— Begin Quoted passage —
Investigators were tipped off to 27-year-old Candice Lashea Cooper Boley’s intentions to travel to Miami when a Birmingham cab driver told police Wednesday morning that Boley’s car was parked at his home.
Oxford police Sgt. L.G. Owens said Boley, last seen in Oxford the morning of New Year’s Eve, traveled to Birmingham that day, flagged down a random cab driver and told him she’d give him her car in exchange for a ride and the fare to pay for a bus ride to Miami.
The cab driver, who told police he’d never met Boley before she stopped him outside of the Greyhound station, agreed. He said he drove Boley first from the station to a bookstore where she bought a couple of books, then back to the station where she gave him the keys to her tan 1994 Buick Lesabre in exchange for bus fare.
— End Quoted passage —
▶ [Directive 1]:
Starting with the line with "Where can you spot the mobile" and going on through the last line of the entries, rewrite those lines with their requests included. Multiply each coordinate in the answers by 2.4 and round to whole numbers with halves going up, leaving the request lines and their [x, y] format lines unchanged.
The news excerpt and the entries have no connection to each other.
— Begin Dataset —
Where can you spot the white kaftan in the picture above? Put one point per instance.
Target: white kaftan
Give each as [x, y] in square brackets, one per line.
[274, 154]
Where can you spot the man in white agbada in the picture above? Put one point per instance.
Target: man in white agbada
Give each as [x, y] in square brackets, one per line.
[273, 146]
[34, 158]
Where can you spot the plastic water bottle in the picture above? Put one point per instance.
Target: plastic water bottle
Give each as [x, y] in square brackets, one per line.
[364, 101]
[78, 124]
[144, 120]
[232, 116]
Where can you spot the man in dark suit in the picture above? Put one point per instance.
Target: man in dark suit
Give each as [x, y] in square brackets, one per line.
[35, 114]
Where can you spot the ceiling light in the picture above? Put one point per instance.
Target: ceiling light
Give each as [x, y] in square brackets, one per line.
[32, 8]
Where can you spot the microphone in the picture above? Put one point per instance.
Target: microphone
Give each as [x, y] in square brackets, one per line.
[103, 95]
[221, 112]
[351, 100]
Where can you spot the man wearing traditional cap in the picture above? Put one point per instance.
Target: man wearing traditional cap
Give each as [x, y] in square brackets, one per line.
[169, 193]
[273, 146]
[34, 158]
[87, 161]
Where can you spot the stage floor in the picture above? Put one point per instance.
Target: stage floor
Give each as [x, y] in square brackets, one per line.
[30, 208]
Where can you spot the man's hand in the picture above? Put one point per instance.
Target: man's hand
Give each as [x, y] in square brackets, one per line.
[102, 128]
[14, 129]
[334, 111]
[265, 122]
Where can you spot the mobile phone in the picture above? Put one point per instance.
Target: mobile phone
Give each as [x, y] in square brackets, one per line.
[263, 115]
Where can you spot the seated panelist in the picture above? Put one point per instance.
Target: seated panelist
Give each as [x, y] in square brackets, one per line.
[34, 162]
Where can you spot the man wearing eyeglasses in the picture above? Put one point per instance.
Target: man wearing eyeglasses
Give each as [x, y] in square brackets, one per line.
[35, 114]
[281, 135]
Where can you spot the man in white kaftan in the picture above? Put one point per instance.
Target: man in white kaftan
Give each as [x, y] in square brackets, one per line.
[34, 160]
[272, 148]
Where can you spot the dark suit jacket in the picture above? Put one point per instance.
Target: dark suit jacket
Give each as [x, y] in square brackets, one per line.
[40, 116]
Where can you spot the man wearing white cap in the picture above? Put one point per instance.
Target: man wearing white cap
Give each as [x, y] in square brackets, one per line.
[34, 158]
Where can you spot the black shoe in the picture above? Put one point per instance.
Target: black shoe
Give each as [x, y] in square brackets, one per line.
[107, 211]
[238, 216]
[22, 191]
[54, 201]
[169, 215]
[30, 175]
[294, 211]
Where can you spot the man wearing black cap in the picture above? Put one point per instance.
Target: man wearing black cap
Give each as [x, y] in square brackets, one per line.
— End Dataset —
▶ [Directive 2]:
Answer these questions from the news excerpt:
(a) How old is Candice Lashea Cooper Boley?
(b) Where was Boley when she stopped the cab driver?
(c) What car did Boley hand over to the cab driver?

▶ [Worked solution 1]:
Where can you spot the mobile phone in the picture above? Put one point per instance.
Target: mobile phone
Give each as [x, y] in square brackets, one per line.
[631, 276]
Where can you spot the seated panelist in the picture above? Put one point per instance.
Target: seated panelist
Give each as [x, y] in square brackets, one per line.
[82, 389]
Where can you spot the man wearing eyeglasses in the picture above? Put one point per instance.
Target: man wearing eyeglasses
Give each as [x, y] in square brackets, one per line.
[84, 274]
[674, 324]
Where can you spot the man in white kaftan in the picture above? Put one point per instance.
Target: man in white kaftan
Give each as [x, y] in square brackets, one per line.
[82, 384]
[653, 355]
Where can you spot the dark suit jacket in the picture above? Put one point per instance.
Target: dark suit jacket
Give each as [x, y] in square brackets, one per line.
[96, 278]
Where can you spot the man wearing white cap in the picture above? Put one point per instance.
Target: man wearing white cap
Give each as [x, y] in square brackets, one per line.
[82, 379]
Where can you spot the black shoe in the picture above? Put one point per instance.
Target: black shoe
Give each as [x, y] in square brackets, one per line.
[257, 506]
[571, 518]
[53, 458]
[130, 482]
[406, 516]
[72, 420]
[706, 506]
Where can you spot the man wearing black cap in the picture above? Put one point per instance.
Target: man wearing black cap
Give each as [x, y] in square brackets, one per line.

▶ [Worked solution 2]:
(a) She is 27 years old.
(b) She was outside the Greyhound station.
(c) It was a tan 1994 Buick Lesabre.